◆ **What to do**:
Transcribe everything in the passage on level-specific research methods from "They make use" down to "or minute range.".

Level-Specific Methods

At each level of organisation, CIN investigators apply a variety of tools that allow them to dissect specific aspects of function.

They make use of methods that are focused on the typical scale of each level of organisation and its particular requirements. The first and most important methodical consideration is resolution: whether one employs this or that tool depends heavily whether one wishes to investigate phenomena in the micrometer, millimeter, or centimeter range, as well as the millisecond, second, or minute range.

The following three graphics show the spatial (ordinate) and temporal (abscissa) resolution of the neurobiological tools that are most commonly used. The degree of resolution that is roughly feasible with each of the tools is demarcated by the coloured boxes. Note the logarithmic scale.

Electrophysiological Methods

Among the methods that are applicable in studies of the human brain, the electrophysiological methods EEG and MEG have excellent temporal but rather poor spatial resolution. Electrical activity up to 100 Hz can be resolved (millisecond resolution) but the spatial specificity is at the level of the whole brain or sometimes of the cortical lobe.

Modern imaging techniques are better at locating brain activity, but suffer severe drawbacks in terms of temporal resolution. Neither functional Magnetic Resonance Imaging (fMRI) nor Positron Emission Tomography (PET) report neuronal activity on a scale better than a few seconds (see: Cognition & Behaviour). Similar constraints are also valid for employing lesions, which are the most traditional means of studying human brain function. Lesions due to disease (strokes or tumours) usually affect large brain areas and are only rarely small and circumscribed enough to allow conclusions to be drawn about the function of a single defined brain structure or neuronal pathway.

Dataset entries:
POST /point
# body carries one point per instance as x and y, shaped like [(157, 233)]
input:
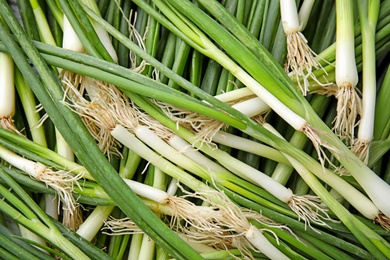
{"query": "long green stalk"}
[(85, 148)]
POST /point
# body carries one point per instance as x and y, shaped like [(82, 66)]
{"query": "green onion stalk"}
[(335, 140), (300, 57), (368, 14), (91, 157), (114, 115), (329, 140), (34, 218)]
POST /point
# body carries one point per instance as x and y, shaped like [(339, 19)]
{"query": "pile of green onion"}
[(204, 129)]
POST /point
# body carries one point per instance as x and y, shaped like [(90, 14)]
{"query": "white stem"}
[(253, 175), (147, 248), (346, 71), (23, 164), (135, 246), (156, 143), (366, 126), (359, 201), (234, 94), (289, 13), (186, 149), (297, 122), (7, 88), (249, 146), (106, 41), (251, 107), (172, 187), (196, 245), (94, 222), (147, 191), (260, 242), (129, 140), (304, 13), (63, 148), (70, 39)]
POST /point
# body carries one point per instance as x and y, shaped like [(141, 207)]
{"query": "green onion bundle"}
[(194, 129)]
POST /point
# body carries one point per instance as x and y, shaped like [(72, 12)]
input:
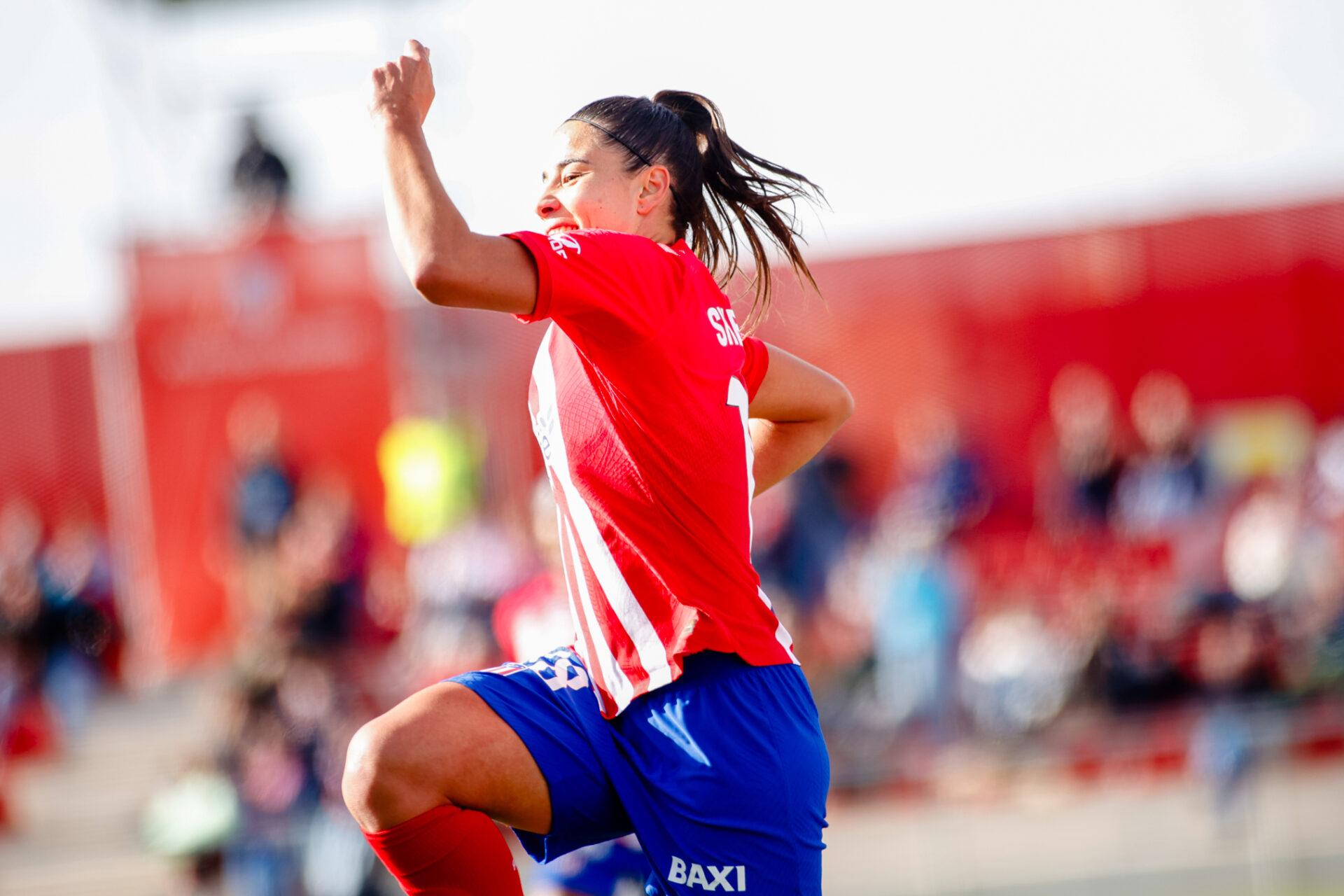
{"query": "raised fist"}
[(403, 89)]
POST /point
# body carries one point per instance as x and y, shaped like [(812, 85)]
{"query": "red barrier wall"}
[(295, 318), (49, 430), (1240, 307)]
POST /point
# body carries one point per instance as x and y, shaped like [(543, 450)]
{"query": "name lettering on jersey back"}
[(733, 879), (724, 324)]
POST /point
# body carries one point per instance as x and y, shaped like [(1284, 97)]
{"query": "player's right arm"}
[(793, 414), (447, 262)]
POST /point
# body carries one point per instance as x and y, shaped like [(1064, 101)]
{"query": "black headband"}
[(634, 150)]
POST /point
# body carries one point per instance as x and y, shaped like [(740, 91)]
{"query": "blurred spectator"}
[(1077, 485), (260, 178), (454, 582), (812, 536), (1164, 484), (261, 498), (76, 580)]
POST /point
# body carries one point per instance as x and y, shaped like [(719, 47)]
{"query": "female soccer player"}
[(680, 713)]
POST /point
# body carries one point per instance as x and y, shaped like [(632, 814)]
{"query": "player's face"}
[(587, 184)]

◆ **Response to the task**:
They make use of methods that are focused on the typical scale of each level of organisation and its particular requirements. The first and most important methodical consideration is resolution: whether one employs this or that tool depends heavily whether one wishes to investigate phenomena in the micrometer, millimeter, or centimeter range, as well as the millisecond, second, or minute range.